#### [DOCUMENT SECTION]
Start of Block

Professor J. Doyne Farmer

Baillie Gifford Professor of Complex Systems Science, Smith School of Enterprise and the Environment; Director of Complexity Economics at the Institute for New Economic Thinking, Oxford Martin School

About

Professor J. Doyne Farmer is Director of the Complexity Economics programme at the Institute for New Economic Thinking and Baillie Gifford Professor of Complex Systems Science at the Smith School of Enterprise and the Environment, University of Oxford. He is also External Professor at the Santa Fe Institute and Chief Scientist at Macrocosm.

His current research is in economics, including agent-based modeling, financial instability and technological progress. He was a founder of Prediction Company, a quantitative automated trading firm that was sold to UBS in 2006. His past research includes complex systems, dynamical systems theory, time series analysis and theoretical biology. His book, Making Sense of Chaos: A Better Economics for a Better World, was published in 2024.

End of Block

#### [Records from a dataset]
Start of Block

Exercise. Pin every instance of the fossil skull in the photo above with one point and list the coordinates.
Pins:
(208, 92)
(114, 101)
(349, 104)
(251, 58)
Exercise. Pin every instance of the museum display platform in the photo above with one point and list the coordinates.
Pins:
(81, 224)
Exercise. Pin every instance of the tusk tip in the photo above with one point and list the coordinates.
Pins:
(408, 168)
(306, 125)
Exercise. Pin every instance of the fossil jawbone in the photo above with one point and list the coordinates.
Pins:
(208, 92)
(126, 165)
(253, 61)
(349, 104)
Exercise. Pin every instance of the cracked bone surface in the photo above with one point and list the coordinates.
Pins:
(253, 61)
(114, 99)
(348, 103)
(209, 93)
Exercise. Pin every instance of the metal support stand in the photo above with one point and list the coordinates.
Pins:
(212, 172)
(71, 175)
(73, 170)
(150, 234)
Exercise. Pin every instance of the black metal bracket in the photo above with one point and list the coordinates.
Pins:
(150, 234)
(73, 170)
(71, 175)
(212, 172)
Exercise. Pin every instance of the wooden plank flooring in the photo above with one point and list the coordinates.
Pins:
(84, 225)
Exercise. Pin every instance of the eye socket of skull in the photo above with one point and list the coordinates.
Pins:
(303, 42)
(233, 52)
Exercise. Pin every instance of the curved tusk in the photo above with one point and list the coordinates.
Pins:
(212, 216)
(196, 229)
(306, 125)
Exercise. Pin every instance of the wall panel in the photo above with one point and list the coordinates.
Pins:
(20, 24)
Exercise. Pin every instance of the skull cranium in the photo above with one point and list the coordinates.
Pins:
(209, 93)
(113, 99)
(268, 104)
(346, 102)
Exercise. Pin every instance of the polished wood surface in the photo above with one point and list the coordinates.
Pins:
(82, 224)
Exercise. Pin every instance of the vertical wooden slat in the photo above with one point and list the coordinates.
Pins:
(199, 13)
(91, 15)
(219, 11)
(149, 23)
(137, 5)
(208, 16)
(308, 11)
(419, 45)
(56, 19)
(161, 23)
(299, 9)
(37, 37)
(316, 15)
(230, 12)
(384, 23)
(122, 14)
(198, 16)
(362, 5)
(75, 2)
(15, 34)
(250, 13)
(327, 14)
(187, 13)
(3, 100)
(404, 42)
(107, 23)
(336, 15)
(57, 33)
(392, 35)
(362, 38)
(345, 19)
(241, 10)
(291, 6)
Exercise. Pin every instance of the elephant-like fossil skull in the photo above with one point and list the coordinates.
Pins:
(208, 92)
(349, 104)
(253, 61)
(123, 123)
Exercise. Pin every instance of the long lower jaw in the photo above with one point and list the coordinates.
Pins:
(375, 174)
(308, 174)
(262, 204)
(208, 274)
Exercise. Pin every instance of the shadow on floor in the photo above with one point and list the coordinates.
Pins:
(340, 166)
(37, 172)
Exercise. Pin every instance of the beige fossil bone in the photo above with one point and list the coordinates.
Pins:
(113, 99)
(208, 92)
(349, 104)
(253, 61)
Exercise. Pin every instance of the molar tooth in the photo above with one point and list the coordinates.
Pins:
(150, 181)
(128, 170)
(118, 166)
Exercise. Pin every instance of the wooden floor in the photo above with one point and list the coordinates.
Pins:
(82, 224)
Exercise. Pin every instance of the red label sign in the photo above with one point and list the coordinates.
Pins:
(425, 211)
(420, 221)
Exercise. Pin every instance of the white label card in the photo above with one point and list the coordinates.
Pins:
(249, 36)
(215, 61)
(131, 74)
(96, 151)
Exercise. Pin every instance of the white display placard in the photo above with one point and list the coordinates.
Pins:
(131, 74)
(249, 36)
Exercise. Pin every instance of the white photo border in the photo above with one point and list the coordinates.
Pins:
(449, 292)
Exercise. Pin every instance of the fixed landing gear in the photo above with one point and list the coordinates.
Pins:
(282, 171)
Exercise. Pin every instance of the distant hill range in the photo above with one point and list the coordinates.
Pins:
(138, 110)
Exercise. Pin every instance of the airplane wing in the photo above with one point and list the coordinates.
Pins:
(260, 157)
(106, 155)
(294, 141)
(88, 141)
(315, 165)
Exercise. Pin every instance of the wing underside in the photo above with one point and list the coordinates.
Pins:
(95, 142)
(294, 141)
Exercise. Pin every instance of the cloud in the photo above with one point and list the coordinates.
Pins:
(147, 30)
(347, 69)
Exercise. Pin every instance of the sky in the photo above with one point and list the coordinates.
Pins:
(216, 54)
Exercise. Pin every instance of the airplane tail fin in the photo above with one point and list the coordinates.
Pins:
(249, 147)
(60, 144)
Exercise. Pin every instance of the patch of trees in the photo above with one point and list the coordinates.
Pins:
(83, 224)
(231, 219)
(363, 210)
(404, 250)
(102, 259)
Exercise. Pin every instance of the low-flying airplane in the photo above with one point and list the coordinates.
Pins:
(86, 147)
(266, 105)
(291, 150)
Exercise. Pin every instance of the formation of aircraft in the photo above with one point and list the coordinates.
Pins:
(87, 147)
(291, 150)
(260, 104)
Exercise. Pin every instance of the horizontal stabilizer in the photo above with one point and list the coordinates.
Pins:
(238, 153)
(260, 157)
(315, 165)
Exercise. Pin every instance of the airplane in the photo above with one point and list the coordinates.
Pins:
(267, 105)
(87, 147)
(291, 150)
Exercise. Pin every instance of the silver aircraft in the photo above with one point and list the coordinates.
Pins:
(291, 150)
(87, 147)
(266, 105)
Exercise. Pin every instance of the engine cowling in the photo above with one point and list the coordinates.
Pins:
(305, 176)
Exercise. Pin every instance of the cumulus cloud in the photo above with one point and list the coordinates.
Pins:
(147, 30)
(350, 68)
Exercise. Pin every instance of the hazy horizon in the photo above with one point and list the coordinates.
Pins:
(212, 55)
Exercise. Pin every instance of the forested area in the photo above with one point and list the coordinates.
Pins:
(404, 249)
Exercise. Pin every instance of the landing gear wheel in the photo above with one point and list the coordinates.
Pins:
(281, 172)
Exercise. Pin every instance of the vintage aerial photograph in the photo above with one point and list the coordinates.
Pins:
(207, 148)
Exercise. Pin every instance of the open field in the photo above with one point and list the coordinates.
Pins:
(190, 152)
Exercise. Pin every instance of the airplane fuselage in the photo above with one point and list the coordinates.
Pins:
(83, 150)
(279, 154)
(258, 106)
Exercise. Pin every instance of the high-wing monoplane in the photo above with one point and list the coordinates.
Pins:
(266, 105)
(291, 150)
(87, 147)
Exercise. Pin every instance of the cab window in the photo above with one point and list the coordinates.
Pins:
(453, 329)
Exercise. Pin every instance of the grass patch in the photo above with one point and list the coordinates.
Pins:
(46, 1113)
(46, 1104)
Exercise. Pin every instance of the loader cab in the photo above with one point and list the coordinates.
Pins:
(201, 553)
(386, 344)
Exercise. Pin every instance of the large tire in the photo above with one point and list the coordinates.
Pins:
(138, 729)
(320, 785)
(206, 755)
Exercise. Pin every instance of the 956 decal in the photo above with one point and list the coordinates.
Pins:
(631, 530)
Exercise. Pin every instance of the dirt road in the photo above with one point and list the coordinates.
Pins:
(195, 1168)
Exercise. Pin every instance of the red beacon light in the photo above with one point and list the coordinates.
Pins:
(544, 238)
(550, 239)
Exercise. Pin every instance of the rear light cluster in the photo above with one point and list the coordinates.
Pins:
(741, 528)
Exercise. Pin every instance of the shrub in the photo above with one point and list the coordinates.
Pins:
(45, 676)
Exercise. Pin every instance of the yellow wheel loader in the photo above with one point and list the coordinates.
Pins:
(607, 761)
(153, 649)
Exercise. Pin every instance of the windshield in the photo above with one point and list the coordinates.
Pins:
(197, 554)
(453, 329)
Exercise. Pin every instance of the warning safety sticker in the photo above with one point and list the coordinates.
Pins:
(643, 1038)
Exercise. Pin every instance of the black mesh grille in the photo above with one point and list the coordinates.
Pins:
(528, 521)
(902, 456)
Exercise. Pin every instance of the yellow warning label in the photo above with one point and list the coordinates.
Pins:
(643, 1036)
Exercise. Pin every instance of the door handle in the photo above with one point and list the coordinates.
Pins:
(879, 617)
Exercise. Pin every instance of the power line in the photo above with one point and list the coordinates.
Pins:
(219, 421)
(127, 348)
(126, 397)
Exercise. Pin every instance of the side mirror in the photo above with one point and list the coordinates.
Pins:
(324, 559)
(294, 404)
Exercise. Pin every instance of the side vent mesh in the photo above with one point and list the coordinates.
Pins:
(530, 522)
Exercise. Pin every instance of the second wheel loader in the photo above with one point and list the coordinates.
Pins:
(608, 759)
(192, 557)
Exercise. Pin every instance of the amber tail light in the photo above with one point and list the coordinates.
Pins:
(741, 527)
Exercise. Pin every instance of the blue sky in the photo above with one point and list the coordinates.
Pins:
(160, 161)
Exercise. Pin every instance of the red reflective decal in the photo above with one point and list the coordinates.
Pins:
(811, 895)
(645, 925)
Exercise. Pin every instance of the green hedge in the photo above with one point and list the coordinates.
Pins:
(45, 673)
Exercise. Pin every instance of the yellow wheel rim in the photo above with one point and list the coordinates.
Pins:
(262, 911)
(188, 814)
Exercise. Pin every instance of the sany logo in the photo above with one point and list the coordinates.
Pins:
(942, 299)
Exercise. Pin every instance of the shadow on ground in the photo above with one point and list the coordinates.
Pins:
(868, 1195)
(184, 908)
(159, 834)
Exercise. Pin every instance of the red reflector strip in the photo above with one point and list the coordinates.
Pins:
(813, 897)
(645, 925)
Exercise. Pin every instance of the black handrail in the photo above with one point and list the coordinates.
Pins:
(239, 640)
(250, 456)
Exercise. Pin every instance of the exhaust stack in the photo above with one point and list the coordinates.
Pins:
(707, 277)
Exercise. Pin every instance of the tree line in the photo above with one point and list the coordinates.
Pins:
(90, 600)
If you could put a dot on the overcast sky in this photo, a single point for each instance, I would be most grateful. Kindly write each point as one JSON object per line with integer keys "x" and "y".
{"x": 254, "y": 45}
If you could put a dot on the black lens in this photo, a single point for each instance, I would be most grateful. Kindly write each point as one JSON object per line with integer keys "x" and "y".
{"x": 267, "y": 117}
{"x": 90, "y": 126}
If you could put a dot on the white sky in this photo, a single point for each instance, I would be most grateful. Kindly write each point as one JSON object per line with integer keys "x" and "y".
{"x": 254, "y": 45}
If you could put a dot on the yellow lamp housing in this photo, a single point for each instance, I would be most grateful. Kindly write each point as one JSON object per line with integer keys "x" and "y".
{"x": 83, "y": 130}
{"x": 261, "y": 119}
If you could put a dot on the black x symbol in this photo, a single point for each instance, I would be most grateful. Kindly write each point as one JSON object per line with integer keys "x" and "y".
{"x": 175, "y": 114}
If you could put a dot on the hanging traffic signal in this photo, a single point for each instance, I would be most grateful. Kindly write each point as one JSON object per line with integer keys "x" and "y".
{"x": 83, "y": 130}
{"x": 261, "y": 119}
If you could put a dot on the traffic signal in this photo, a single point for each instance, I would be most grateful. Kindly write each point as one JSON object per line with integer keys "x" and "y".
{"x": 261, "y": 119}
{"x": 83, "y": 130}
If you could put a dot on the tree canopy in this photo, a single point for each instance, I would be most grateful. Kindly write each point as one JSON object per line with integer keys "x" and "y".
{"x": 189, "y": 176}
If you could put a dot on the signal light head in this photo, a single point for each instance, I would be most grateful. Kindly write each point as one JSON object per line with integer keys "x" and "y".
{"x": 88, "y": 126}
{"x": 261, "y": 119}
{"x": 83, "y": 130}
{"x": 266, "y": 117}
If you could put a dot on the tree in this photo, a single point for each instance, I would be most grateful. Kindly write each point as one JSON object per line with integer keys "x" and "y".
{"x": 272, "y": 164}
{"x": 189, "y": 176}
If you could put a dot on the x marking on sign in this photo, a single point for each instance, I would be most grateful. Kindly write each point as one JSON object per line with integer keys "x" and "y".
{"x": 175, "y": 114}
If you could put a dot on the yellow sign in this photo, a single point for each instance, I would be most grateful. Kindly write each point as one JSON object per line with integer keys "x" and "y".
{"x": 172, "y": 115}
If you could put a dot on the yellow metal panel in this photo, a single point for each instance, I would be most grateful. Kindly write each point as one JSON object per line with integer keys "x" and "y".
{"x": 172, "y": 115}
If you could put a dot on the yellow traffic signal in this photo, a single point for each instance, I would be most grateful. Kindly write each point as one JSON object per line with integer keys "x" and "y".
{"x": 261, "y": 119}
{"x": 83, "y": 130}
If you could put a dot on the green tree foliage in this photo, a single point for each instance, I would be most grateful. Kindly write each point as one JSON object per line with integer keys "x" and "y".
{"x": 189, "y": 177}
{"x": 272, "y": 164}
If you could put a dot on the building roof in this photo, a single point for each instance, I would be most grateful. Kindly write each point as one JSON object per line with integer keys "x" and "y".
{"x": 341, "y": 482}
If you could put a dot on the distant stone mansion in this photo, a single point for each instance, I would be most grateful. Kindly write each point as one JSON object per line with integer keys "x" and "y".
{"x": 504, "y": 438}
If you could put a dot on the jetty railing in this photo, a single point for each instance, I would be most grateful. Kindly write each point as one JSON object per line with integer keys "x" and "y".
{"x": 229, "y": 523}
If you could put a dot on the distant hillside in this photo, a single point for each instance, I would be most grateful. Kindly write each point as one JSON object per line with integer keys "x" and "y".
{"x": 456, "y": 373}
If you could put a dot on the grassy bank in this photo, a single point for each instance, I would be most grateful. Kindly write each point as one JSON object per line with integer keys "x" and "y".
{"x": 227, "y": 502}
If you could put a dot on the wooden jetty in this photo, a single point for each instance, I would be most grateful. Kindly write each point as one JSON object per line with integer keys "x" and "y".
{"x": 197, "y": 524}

End of Block

#### [TASK GOAL]
Reproduce the profile of J. Doyne Farmer word for word, from "His current research" up to and including "published in 2024.". The records play no part in what comes next.

#### [TASK SOLUTION]
His current research is in economics, including agent-based modeling, financial instability and technological progress. He was a founder of Prediction Company, a quantitative automated trading firm that was sold to UBS in 2006. His past research includes complex systems, dynamical systems theory, time series analysis and theoretical biology. His book, Making Sense of Chaos: A Better Economics for a Better World, was published in 2024.